* **Records supplied**

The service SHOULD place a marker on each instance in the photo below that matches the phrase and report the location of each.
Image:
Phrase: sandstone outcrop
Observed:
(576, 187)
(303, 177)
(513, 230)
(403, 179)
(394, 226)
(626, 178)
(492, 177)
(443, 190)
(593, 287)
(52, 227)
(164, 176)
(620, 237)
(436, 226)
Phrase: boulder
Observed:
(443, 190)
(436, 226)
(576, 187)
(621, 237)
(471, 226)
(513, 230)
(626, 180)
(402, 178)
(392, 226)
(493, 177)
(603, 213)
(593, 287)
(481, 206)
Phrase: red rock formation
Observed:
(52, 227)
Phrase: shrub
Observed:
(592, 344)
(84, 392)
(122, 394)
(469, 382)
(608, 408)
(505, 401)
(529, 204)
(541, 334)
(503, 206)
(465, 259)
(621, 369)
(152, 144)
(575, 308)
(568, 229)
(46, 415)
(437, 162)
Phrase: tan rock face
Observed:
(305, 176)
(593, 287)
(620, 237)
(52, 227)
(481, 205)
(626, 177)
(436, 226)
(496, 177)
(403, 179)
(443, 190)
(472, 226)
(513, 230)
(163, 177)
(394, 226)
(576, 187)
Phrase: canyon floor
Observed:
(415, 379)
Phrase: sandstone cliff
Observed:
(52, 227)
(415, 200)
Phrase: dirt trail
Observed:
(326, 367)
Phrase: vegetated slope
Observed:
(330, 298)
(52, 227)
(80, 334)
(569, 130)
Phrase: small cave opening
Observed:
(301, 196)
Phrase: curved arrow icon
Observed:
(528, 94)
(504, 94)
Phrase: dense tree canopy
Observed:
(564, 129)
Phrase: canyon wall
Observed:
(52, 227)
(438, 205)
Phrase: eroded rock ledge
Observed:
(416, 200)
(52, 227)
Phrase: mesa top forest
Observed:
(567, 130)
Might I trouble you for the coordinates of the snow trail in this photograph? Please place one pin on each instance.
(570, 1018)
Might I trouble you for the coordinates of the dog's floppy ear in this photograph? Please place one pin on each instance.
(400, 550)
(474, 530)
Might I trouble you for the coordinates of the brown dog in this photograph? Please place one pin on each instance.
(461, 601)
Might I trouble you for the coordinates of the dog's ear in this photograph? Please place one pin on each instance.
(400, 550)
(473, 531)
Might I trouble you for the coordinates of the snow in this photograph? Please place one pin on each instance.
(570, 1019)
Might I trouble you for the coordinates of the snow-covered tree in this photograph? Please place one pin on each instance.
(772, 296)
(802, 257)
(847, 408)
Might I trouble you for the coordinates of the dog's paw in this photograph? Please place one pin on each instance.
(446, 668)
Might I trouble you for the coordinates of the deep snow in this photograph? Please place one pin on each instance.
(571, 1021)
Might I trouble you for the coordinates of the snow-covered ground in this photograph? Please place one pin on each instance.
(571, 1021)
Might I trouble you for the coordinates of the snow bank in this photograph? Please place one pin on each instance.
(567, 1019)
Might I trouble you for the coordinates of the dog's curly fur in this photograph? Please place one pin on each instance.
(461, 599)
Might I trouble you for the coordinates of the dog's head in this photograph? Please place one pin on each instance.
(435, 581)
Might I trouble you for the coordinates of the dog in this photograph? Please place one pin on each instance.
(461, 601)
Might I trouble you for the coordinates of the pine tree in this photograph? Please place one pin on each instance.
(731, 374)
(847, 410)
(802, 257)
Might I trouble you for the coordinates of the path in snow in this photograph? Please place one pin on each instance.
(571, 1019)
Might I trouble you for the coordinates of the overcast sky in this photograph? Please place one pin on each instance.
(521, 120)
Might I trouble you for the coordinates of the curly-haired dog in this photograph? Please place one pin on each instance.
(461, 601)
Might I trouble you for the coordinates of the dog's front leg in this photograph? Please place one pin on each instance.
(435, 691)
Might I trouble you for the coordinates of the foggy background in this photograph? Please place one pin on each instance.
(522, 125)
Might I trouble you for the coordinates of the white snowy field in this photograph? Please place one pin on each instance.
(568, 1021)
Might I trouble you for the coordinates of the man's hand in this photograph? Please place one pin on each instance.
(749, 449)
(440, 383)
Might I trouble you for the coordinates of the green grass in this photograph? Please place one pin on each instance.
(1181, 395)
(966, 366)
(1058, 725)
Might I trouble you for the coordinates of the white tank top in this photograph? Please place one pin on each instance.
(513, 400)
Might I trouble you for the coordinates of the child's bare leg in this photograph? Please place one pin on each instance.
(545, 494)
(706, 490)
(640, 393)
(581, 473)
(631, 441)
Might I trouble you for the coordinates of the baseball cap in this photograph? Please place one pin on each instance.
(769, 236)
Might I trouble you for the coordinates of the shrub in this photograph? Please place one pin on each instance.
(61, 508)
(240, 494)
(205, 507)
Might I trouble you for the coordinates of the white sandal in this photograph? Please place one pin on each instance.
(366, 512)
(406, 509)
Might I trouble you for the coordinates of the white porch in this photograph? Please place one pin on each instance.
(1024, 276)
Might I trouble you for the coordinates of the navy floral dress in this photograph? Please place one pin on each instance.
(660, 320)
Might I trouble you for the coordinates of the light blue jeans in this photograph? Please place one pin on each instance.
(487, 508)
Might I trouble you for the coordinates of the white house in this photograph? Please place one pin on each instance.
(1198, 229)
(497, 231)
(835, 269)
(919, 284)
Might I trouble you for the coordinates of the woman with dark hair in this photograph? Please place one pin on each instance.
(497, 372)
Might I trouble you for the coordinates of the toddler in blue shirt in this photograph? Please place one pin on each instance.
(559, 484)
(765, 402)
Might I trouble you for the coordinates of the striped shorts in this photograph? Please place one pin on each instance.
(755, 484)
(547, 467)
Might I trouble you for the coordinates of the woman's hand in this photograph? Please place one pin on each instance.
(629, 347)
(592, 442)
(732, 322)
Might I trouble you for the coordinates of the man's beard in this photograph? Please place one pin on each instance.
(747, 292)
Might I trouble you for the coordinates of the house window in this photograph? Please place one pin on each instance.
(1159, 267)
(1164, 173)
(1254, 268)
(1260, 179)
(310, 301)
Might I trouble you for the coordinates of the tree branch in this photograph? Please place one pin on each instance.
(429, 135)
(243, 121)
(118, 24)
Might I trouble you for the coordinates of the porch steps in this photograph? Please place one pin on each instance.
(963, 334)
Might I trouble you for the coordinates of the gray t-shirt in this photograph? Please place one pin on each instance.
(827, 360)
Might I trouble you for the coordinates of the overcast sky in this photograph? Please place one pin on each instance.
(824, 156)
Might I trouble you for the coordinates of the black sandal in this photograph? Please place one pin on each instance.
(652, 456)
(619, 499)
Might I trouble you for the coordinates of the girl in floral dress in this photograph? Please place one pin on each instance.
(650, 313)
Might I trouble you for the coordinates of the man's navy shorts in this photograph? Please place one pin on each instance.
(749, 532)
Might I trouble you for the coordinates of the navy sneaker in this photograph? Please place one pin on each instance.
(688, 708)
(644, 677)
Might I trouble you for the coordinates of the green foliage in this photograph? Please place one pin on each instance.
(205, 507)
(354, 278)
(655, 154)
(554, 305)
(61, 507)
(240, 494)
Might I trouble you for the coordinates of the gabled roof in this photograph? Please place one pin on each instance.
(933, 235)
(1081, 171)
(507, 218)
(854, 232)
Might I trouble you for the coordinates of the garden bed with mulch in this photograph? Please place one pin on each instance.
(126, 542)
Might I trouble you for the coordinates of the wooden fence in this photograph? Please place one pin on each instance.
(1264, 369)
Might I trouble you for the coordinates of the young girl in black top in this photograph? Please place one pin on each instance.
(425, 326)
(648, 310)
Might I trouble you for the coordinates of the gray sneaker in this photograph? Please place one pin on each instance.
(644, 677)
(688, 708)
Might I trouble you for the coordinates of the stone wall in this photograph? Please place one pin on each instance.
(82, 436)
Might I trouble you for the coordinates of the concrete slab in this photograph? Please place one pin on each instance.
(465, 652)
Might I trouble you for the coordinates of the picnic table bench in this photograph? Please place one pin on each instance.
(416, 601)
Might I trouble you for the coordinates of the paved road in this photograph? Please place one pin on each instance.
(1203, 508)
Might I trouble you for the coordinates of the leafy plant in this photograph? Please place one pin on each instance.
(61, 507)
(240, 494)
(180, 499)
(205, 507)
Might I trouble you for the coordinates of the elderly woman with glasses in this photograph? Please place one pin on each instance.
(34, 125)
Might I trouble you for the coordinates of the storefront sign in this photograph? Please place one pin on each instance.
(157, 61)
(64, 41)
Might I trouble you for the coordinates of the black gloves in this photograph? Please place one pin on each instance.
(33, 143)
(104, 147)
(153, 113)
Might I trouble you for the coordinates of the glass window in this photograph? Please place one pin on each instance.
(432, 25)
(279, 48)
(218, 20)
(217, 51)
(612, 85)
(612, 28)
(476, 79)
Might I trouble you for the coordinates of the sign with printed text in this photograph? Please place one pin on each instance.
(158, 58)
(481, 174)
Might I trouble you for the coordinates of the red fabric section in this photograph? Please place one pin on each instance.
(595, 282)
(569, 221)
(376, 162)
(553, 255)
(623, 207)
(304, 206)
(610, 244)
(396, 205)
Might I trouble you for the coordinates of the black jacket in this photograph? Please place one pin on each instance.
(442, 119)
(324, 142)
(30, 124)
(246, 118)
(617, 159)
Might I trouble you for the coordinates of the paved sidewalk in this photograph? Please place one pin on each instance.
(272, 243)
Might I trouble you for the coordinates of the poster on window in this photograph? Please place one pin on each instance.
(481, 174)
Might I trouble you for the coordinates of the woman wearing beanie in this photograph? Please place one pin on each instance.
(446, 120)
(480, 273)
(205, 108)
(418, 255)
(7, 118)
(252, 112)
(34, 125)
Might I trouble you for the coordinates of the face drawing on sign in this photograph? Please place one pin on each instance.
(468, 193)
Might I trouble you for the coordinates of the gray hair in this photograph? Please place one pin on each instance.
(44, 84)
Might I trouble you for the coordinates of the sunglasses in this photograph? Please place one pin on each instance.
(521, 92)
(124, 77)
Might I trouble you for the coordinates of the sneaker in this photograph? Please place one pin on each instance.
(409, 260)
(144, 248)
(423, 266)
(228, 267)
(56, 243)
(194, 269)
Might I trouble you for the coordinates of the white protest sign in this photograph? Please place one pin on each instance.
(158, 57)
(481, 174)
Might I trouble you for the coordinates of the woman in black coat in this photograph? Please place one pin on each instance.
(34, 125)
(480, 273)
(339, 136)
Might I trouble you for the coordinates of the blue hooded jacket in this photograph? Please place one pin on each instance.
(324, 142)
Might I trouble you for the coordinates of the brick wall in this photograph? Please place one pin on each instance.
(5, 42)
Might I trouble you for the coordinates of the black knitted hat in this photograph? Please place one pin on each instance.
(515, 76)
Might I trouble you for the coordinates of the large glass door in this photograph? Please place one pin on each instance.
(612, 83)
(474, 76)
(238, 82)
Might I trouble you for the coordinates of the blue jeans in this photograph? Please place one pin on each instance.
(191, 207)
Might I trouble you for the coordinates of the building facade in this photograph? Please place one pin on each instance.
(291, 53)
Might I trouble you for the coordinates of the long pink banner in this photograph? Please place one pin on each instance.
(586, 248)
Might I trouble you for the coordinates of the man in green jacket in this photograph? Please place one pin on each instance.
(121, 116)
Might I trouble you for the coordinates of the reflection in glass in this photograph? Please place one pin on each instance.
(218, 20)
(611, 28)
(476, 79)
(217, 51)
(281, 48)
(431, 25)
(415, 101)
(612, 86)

* **Exercise directions**
Give back exactly the lines running from the line containing "Might I trouble you for the coordinates of the woman wearing" through the end of the material above, both included, and nothing beyond them.

* **Exercise response**
Might I trouble you for the coordinates of the woman wearing beanie in this photograph? Please place one pin on each instance.
(446, 120)
(480, 273)
(205, 108)
(418, 255)
(7, 118)
(252, 112)
(34, 125)
Might I trouble you for the coordinates of the face drawing on sign in this photograph? Please place one pin on each instance.
(468, 193)
Might I trouble you for the coordinates of the gray hair in this photograph? Please place one pin on each instance.
(44, 84)
Might I trouble you for the coordinates of the sunglasses in this photograph? Please place one pin on each instance.
(521, 92)
(124, 77)
Might I trouble you for the coordinates of the sneaker in this photograph? Please place one pin on each instance.
(409, 260)
(144, 248)
(423, 266)
(228, 267)
(56, 243)
(194, 269)
Might I trouble you for the coordinates of the white protest sign in this photograph? Please place one pin on each instance.
(158, 57)
(481, 174)
Might I trouble you for the coordinates of the woman in black coat in this photograph? Please place one pin on each instance.
(34, 125)
(480, 273)
(339, 136)
Might I trouble you for the coordinates of the blue hooded jacket in this photograph? Please place one pin on each instance.
(324, 142)
Might I trouble you for the coordinates of the brick wall in this photograph? Please place one pin on each instance.
(5, 42)
Might I trouble you for the coordinates of the black knitted hat in this photograph? Please place one pin on each instance.
(515, 76)
Might I trouble you for the coordinates of the large glass door in this photograph? Please place one pin on each instance.
(612, 83)
(474, 76)
(238, 82)
Might I trouble you for the coordinates of the blue jeans in this photograph? Please place one pin on each instance.
(191, 207)
Might I trouble you for the coordinates of the building facade in this photograph? Please place one pin on each instance.
(291, 53)
Might I trouble you for the coordinates of the long pink banner in this photograph? Please place one pin on each instance.
(586, 248)
Might I trouble you for the coordinates of the man in green jacket in this photograph? Please place one pin on each instance.
(121, 116)
Might I trouble you for the coordinates of the reflection in glass in this photograph? Please place one pin on each instance.
(218, 20)
(611, 28)
(476, 79)
(217, 51)
(281, 48)
(431, 25)
(415, 101)
(612, 86)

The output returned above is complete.